● **Selected excerpt**
Watching the closing Mass of World Youth Day, I actually enjoyed the “Brazilian-ness” of it all. The music, the arms waving, the waves on the beach, and the remarkable silence of 3 million people when they were told to meditate. (Try that last item in your local parish!)
And I could also imagine the complaints about the music, summarized as “Arggh, more pop music!” Then it occurred to me that the music (which reminded me strongly of Barry Manilow) wasn’t pop music at all to those young people.
Heck, it’s music from before they were born; it’s their parents’ music. Popular music has gone way further down the road since the 1980s – think hip-hop, techno-pop, trance music, rap, etc.. And if these 80’s stylings are the music you’ve heard in church all your life, it’s not “pop music,” it’s downright traditional church music.
[Cue “I Write the Songs.”]
Hipper Worship Bands: Not the Answer
Time and again, the assumption among Christian leaders, and evangelical leaders in particular, is that the key to drawing twenty-somethings back to church is simply to make a few style updates
– edgier music, more casual services, a coffee shop in the fellowship hall, a pastor who wears skinny jeans, an updated Web site that includes online giving.But here’s the thing: Having been advertised to our whole lives, we millennials have highly sensitive BS meters, and we’re not easily impressed with consumerism or performances….
Many of us, myself included, are finding ourselves increasingly drawn to high church traditions – Catholicism, Eastern Orthodoxy, the Episcopal Church, etc. – precisely because the ancient forms of liturgy seem so unpretentious, so unconcerned with being “cool,” and we find that refreshingly authentic.

● **Raw records**

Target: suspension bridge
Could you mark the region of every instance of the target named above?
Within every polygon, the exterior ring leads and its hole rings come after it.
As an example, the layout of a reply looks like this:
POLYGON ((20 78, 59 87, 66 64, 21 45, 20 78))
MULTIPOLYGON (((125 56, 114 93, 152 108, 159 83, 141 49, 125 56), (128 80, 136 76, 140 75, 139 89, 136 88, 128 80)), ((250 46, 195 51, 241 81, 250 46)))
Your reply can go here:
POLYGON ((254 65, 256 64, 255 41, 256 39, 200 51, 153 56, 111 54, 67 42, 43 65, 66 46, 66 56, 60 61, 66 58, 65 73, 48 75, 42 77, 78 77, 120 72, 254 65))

● **Task directions**
In the World Youth Day piece, how many people went silent when told to meditate? The material after the text is separate from it.

● **Response to this task**
3 million people.